*** Supplied text

Would you rather burp confetti or fart glitter?

While it might seem a bit ridiculous, the sentiment is something we’ve all faced.

Each and every one of us has been placed in the position of having to choose between two seemingly equally good (or bad) choices.

Deciding to move back to Canada after two years in the UK was one of the hardest choices I’ve ever made. Europe offers so much culture, history and excitement that it was difficult to give it up and come ‘home’.

My girlfriend and I spent months agonizing over the decision. We fought regularly about whether we should stay or not. Even after we decided to leave we were faced with deciding where to live in Canada.

It seemed like at every step of the way we came to another hard decision.

Should we move somewhere we are already familiar with or somewhere new?

Is it more important to be in a city with more job opportunities or be closer to family?

As much as we tried to make it a logical process, once our personal values and biases came into play making a reasonable choice was nearly impossible.

Every choice meant consciously giving up something we both wanted.

We might as well have been farting glitter.

What makes a tough decision tough?

Decisions are the building blocks of our lives.

******
*** Provided data

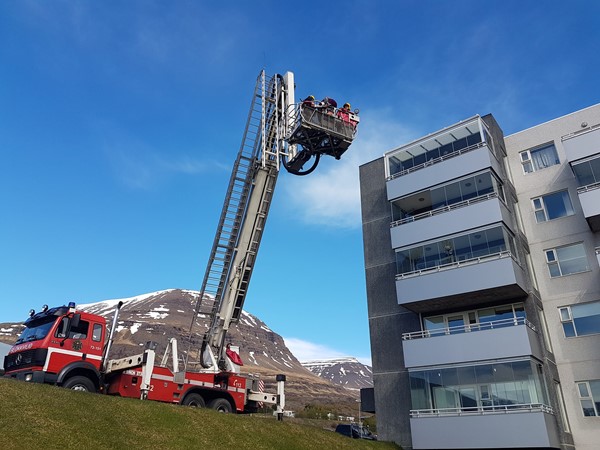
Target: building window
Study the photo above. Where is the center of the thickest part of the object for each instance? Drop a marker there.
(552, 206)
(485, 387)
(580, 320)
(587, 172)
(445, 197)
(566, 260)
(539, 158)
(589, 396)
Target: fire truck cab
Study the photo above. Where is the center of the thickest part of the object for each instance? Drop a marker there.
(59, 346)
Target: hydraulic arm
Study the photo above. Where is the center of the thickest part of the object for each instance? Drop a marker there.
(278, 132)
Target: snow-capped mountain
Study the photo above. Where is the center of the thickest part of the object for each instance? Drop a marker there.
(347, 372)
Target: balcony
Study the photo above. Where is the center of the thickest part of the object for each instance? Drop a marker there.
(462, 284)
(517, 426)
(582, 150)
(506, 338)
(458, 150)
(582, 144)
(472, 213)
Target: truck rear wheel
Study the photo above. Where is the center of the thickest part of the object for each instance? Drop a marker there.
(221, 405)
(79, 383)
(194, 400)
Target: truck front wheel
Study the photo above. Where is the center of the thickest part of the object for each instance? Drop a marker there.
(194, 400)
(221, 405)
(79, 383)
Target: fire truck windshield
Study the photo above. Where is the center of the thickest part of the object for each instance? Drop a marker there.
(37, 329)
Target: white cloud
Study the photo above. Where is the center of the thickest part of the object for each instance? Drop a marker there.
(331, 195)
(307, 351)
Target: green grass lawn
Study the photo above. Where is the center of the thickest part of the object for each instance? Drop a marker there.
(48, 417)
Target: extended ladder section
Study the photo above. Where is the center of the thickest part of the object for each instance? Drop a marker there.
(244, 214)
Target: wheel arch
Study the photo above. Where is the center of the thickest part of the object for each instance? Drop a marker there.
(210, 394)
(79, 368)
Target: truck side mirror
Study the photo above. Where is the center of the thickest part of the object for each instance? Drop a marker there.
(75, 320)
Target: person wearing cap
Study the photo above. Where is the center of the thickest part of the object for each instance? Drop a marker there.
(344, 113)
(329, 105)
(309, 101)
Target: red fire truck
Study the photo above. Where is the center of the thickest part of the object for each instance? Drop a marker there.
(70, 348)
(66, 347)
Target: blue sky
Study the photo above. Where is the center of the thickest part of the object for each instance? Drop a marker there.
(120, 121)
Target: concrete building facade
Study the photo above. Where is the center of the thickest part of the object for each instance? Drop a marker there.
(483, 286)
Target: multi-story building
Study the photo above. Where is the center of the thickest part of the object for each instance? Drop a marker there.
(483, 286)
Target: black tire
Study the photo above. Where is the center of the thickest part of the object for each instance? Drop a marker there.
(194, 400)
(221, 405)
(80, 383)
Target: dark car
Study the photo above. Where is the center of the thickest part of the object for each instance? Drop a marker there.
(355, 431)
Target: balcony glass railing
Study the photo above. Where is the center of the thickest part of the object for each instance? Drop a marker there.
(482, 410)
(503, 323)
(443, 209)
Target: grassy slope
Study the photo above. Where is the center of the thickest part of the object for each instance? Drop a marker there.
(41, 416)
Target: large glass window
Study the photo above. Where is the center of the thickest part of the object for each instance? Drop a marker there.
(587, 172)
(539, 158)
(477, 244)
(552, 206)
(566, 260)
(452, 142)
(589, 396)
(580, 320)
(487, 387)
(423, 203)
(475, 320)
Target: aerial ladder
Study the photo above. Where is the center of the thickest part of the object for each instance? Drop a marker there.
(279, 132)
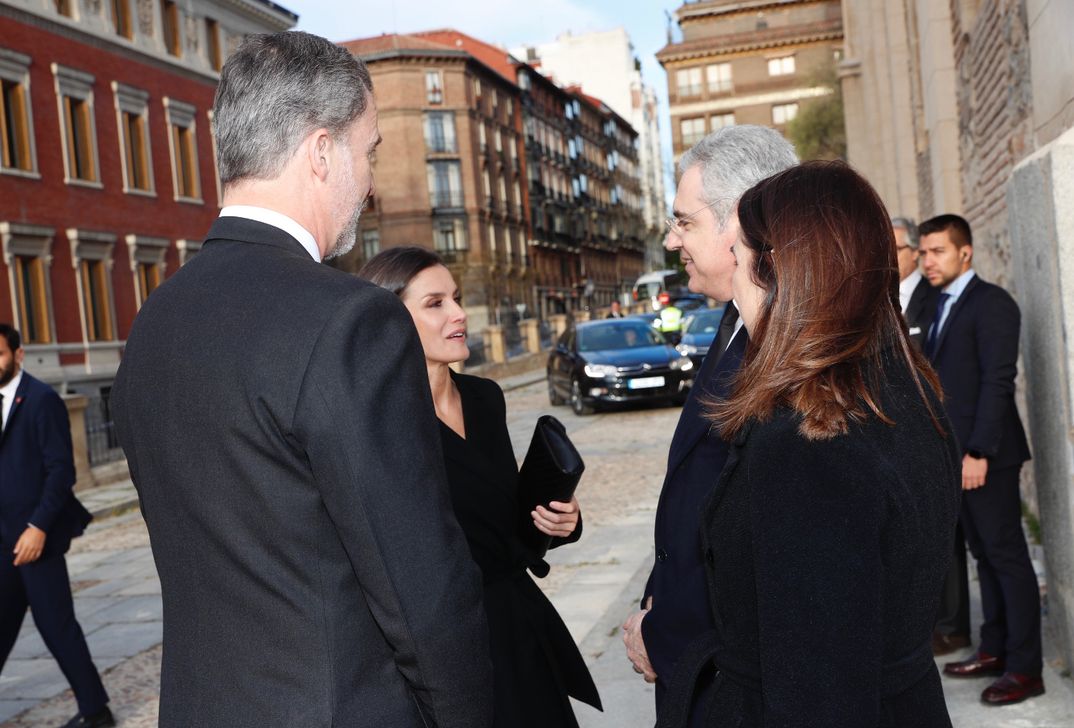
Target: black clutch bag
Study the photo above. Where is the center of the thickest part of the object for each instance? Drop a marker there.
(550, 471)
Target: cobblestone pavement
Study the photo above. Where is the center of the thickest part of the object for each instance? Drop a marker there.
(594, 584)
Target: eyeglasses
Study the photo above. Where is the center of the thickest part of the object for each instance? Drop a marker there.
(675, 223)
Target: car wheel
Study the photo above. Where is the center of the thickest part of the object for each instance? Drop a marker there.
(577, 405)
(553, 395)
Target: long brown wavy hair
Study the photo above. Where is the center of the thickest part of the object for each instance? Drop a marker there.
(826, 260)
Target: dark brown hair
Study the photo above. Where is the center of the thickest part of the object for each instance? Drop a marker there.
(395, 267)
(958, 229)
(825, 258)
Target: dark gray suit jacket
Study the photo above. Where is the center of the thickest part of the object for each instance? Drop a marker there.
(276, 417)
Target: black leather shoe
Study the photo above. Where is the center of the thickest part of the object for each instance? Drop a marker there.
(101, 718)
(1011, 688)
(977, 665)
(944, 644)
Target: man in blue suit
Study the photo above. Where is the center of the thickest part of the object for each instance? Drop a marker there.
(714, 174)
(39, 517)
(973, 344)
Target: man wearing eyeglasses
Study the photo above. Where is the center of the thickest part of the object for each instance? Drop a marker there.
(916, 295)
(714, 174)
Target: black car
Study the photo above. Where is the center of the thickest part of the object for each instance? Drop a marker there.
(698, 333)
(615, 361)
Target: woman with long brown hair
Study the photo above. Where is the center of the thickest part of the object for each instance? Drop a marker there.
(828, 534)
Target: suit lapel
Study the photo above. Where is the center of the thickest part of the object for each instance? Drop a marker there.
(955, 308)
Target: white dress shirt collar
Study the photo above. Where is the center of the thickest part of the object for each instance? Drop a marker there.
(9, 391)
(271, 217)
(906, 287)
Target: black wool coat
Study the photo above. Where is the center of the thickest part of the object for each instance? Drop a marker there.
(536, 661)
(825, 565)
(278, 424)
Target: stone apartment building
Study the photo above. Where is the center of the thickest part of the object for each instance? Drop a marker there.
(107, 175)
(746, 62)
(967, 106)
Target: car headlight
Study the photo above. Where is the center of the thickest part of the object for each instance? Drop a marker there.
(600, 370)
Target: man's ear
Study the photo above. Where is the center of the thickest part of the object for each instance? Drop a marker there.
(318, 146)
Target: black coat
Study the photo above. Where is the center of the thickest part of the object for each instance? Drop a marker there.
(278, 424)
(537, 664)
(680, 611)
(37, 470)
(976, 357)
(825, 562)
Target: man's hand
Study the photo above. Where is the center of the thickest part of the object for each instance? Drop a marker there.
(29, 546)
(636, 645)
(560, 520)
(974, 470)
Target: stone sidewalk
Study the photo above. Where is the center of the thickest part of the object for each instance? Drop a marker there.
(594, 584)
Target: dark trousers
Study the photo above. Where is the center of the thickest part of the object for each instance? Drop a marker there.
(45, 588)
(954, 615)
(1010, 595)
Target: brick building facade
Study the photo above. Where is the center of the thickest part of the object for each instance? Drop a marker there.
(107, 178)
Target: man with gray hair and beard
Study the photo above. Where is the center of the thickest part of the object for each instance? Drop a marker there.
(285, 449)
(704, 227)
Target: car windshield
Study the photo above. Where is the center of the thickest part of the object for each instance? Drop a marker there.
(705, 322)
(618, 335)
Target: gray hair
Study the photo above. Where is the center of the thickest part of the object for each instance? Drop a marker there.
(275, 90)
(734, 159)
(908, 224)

******

#### Work order 1:
Quote every sentence in the piece about tough decisions that ends with a question mark.
#### Work order 2:
Extend the piece about tough decisions from its last sentence.

#### Task output 1:
- Would you rather burp confetti or fart glitter?
- Should we move somewhere we are already familiar with or somewhere new?
- Is it more important to be in a city with more job opportunities or be closer to family?
- What makes a tough decision tough?

#### Task output 2:
Every day we consciously and unconsciously dictate everything in our lives from when to get out of bed (instead of hitting snooze again) to what to eat or whether to go to the gym, and so on.

A recent study from Columbia University decision researcher Sheena Lyengar found that on average, Americans make 70 conscious decisions a day. That’s 70 distinct moments of wading through options and committing to a certain choice.

Sometimes these choices come easily because one clearly provides more worth based on our own system of values.

Think about what you ate this morning. Did you choose to have a sugary cereal or something healthier like oats? If you value health over taste then you probably chose oats, and vice versa.

But how does this system of weighing values work when we look at decisions beyond the everyday?

What makes a hard decision that much harder?

Thinking beyond value

When we pit two choices against each other we automatically assume that one must be ‘better’ than the other. We weigh the intrinsic values of both choices with the hope that when the scale settles there will be a clear winner.

But hard decisions are hard because there is no way to choose through reason and logic alone.

Thinking logically when comparing two options (A and B) there are three potential outcomes: A is better, worse or equal to B.

Philosopher Ruth Chang believes there’s a fourth option: ‘on a par’.

When two choices are ‘on a par’ one is neither better or worse or really even equal. On a par choices are ‘in the same neighborhood of value’ as each other and offer compelling, yet different reasons why you might choose them.

Each choice means simultaneously gaining and losing.

When the choices are weighed against our own personal values there’s just no logical answer.

But there can be beauty in this uncertainty.

Within this drowning existential weight is the potential to affirm your own personal values.

Facing a decision with no clear winner based on value alone means that you are in complete control over your choice – reasons crafted by value give way to reasons crafted by us.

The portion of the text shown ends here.